What you are asked to do: Scan the lines below and report each one containing "sunflower" by copying it.
----
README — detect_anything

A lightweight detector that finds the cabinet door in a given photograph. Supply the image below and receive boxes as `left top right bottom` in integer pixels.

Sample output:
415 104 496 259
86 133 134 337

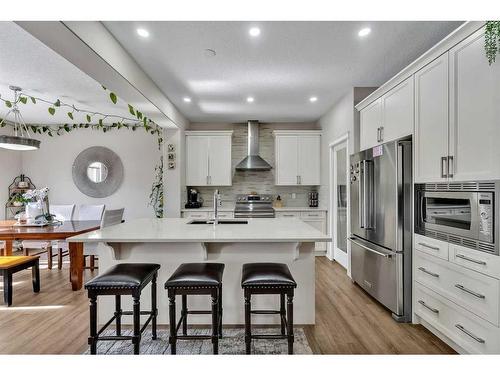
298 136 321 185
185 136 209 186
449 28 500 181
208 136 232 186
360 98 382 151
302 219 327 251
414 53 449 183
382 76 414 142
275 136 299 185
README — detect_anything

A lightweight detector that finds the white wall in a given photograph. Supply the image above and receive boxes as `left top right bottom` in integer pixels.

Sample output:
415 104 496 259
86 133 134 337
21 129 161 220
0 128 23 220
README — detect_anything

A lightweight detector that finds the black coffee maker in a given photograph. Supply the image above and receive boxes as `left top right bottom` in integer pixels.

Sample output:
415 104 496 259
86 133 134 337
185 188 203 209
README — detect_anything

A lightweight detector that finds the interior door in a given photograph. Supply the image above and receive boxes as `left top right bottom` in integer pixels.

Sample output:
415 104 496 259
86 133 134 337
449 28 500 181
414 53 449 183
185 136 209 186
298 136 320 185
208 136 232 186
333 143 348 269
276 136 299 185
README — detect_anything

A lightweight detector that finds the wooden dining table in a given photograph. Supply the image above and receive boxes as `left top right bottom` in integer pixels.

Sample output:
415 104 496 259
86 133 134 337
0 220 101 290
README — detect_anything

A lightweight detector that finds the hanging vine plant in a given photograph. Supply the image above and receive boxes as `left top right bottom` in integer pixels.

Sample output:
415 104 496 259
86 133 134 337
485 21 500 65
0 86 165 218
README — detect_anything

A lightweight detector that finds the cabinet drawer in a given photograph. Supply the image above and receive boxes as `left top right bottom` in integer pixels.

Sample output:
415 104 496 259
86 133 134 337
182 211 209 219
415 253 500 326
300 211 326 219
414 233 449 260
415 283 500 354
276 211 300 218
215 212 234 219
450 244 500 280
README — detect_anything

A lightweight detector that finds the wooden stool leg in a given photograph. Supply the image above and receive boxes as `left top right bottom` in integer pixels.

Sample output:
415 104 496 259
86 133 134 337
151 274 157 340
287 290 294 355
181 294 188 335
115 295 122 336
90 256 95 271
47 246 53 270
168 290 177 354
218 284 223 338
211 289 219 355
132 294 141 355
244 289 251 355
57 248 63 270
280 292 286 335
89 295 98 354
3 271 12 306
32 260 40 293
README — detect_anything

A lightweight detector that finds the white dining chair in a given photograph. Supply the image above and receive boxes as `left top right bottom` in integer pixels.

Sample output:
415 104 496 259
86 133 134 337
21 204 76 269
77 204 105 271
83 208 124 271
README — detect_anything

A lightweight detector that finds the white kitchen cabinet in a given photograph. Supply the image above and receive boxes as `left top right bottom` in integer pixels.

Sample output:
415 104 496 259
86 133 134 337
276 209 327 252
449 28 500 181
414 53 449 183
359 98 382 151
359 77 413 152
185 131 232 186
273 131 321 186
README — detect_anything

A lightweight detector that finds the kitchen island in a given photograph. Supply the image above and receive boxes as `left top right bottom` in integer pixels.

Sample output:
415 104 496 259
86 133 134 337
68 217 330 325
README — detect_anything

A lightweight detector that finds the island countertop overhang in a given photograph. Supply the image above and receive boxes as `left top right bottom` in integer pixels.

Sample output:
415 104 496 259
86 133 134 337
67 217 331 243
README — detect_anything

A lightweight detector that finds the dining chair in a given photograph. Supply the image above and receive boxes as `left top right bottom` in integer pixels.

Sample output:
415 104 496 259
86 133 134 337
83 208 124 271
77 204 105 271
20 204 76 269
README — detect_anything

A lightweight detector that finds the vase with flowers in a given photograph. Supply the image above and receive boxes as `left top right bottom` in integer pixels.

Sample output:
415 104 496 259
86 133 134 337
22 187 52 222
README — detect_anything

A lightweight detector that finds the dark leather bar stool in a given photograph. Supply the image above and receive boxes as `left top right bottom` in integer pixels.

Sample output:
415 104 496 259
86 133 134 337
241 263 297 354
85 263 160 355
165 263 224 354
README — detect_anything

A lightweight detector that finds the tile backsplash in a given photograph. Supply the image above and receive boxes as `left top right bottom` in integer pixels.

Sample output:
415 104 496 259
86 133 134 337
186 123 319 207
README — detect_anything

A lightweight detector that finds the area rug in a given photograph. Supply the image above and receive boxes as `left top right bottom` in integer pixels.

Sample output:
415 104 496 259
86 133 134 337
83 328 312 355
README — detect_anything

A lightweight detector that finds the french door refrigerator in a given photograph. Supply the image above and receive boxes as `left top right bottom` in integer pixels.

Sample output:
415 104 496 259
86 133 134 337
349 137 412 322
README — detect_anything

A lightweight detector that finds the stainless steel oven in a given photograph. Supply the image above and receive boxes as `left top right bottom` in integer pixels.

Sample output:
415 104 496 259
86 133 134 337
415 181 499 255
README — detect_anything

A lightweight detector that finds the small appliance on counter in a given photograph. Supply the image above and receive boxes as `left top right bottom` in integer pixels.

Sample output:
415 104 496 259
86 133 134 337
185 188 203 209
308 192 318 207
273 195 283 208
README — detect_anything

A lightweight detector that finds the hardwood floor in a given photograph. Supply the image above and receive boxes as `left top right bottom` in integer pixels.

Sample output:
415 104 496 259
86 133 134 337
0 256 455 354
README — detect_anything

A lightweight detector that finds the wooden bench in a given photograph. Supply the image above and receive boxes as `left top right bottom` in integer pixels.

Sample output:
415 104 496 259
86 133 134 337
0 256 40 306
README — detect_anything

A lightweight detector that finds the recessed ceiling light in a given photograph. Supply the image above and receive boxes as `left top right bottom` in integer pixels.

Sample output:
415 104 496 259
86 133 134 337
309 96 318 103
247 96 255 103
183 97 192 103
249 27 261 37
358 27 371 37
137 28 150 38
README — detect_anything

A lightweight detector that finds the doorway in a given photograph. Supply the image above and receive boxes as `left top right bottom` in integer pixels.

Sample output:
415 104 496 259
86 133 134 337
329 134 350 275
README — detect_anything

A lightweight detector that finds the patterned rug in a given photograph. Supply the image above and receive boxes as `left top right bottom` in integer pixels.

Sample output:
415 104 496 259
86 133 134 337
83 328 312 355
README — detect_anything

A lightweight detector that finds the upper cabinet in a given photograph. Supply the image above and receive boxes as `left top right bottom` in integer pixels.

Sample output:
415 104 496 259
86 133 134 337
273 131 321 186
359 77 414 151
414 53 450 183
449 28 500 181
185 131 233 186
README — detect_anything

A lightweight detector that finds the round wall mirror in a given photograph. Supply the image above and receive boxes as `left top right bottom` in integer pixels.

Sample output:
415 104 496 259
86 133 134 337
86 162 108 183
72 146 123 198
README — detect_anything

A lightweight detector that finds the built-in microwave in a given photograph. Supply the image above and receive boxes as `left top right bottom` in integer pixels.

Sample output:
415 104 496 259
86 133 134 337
----
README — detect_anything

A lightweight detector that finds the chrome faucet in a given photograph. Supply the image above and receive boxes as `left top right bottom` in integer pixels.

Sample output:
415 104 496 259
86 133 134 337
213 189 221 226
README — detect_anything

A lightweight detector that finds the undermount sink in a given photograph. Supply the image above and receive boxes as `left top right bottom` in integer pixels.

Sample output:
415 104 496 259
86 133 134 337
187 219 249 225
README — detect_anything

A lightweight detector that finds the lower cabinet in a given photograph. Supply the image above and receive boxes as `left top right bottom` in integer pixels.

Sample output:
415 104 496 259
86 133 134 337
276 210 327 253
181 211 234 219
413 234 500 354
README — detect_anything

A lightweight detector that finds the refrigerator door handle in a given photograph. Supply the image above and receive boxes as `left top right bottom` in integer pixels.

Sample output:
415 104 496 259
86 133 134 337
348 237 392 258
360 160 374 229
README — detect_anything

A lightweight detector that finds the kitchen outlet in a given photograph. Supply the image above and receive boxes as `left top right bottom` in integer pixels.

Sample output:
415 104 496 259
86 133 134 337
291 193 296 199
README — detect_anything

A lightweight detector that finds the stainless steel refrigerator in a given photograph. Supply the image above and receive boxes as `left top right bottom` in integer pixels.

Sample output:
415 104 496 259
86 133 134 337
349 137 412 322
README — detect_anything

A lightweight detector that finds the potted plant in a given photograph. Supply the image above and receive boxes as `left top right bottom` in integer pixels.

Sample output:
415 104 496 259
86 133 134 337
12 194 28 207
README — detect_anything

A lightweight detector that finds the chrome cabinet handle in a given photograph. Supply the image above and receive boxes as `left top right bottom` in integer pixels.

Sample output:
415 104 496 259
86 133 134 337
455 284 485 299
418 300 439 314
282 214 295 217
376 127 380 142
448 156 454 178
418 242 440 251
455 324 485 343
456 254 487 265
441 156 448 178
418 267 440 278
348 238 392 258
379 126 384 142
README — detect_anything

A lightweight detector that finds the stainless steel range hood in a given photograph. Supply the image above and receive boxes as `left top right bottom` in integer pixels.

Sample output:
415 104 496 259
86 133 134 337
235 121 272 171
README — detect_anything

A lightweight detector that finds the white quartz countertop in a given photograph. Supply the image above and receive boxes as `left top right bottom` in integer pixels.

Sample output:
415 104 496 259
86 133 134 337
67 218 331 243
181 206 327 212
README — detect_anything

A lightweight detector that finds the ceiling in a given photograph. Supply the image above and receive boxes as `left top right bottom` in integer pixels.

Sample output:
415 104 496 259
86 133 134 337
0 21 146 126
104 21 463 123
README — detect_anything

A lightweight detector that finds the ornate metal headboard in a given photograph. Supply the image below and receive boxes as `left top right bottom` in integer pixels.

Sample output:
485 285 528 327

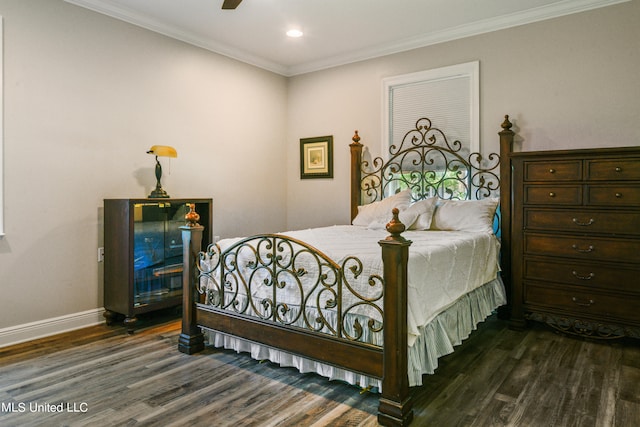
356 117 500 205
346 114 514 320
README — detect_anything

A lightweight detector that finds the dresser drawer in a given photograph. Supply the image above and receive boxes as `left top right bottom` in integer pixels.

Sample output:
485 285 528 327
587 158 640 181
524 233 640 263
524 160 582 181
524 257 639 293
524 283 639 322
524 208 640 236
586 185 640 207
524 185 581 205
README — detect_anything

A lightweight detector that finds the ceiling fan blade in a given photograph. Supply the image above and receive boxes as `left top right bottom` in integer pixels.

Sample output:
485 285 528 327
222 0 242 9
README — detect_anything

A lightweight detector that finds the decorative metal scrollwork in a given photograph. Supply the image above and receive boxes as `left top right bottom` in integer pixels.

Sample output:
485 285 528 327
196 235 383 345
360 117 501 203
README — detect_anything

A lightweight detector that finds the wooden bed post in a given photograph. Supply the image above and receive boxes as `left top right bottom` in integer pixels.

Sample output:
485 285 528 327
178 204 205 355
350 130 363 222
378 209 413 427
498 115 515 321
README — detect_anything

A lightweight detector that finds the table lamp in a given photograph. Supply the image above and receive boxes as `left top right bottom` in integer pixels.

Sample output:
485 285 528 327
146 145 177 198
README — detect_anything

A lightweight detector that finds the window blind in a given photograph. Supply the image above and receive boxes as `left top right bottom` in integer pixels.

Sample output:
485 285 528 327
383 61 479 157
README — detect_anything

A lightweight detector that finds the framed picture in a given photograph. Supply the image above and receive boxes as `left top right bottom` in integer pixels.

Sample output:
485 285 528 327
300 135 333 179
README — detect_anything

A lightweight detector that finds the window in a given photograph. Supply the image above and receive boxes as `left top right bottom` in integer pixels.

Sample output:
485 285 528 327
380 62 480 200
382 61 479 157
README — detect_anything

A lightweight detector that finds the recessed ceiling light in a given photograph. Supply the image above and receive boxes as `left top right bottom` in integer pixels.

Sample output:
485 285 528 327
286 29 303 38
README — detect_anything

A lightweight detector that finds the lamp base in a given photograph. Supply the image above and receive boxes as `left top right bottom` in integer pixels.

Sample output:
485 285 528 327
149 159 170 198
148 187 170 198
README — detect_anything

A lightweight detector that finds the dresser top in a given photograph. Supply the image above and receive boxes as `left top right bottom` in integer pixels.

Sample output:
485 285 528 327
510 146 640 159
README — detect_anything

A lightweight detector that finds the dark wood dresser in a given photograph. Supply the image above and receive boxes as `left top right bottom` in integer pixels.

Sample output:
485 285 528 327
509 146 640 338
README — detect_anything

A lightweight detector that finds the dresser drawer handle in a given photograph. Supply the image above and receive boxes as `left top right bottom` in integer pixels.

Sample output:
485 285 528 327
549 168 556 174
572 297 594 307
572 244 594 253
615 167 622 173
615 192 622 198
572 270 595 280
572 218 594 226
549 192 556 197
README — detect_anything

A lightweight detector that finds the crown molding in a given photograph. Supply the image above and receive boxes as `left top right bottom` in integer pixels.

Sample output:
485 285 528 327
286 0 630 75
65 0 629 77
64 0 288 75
----
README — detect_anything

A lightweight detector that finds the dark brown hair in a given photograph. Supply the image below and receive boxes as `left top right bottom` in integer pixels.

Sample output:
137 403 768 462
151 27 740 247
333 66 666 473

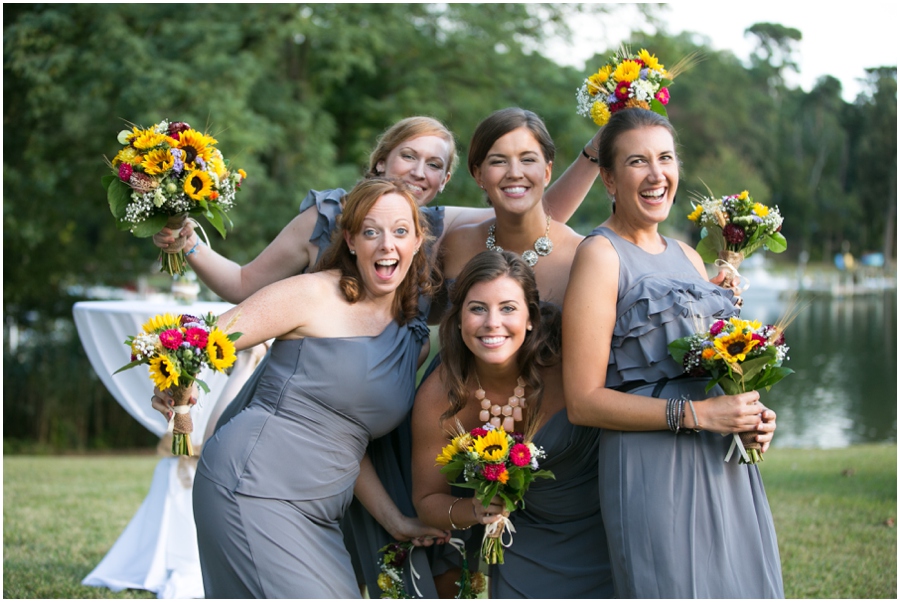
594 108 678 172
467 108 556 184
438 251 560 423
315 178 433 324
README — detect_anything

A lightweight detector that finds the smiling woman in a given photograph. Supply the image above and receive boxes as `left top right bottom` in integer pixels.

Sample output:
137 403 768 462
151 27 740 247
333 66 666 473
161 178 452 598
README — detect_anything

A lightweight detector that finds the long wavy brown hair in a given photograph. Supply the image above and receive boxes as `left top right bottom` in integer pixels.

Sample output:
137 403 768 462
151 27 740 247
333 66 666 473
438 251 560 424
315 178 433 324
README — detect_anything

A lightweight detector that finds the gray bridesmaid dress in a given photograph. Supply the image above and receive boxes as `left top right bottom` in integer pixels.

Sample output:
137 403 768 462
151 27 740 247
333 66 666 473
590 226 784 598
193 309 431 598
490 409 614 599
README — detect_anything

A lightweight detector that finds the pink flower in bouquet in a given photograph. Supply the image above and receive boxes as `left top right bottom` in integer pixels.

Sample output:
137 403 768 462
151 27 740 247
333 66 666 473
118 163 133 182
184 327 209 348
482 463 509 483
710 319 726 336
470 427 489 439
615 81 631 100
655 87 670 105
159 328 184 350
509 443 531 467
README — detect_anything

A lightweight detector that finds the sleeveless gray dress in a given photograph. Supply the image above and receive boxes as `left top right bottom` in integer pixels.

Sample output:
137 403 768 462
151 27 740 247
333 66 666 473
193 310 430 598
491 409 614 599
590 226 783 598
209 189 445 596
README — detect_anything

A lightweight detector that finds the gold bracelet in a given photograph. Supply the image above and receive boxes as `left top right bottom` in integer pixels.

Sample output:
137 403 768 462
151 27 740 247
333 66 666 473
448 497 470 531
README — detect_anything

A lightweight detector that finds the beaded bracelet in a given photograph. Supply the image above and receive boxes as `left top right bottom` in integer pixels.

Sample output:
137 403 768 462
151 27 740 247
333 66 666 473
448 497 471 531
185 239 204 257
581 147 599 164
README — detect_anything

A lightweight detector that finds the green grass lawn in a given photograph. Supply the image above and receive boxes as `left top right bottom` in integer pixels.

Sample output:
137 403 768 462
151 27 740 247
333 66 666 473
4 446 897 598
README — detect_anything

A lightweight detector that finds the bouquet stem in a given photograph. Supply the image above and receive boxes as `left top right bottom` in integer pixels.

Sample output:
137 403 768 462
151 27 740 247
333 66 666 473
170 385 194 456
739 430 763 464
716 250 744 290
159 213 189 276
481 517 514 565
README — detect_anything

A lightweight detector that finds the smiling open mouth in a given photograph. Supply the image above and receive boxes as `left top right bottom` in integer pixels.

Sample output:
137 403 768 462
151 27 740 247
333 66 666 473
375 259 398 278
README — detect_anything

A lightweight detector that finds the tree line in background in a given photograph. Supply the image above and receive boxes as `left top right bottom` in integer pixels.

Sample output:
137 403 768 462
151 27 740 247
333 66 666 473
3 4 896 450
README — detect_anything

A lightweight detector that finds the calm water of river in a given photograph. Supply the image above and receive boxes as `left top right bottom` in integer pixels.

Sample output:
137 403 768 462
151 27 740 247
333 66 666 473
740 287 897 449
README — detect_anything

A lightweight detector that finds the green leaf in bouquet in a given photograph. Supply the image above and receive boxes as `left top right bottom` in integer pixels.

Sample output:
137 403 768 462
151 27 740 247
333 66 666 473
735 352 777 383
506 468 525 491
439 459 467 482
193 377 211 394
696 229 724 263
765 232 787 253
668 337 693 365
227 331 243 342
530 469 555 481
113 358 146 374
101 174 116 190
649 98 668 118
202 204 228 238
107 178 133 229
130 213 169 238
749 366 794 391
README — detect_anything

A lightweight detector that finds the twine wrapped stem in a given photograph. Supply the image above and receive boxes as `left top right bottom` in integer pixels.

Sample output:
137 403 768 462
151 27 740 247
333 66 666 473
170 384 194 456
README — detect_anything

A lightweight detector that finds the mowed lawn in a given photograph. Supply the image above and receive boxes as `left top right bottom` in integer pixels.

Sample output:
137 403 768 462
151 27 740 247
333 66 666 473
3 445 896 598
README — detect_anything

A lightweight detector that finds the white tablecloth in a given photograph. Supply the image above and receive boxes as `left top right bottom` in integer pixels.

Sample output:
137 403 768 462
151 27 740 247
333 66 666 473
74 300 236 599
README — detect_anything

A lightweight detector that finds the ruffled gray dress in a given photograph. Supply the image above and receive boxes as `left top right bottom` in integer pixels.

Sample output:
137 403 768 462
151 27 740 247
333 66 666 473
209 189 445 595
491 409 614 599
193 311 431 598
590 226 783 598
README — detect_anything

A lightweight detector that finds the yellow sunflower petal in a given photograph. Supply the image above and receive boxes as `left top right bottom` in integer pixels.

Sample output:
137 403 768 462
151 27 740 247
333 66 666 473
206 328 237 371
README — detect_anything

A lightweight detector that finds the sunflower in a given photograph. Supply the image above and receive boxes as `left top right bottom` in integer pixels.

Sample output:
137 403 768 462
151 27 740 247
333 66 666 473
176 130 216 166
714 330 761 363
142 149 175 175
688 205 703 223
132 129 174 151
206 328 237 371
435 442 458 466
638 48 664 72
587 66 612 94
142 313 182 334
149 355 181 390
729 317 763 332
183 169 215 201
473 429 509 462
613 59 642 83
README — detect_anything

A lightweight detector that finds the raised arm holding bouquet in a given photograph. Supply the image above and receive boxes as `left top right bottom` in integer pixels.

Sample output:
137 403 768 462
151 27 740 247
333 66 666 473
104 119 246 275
----
Exercise response:
A lightweight detector that finds the yellow sunflower petal in a given photograph. Supply the image above and receive boxes as `left top right bottom` in integer pixels.
A lightweight detector that finds the sunflower in a given photograph. Supply the image above and receive boxes as `left top right bottom` in integer pixels.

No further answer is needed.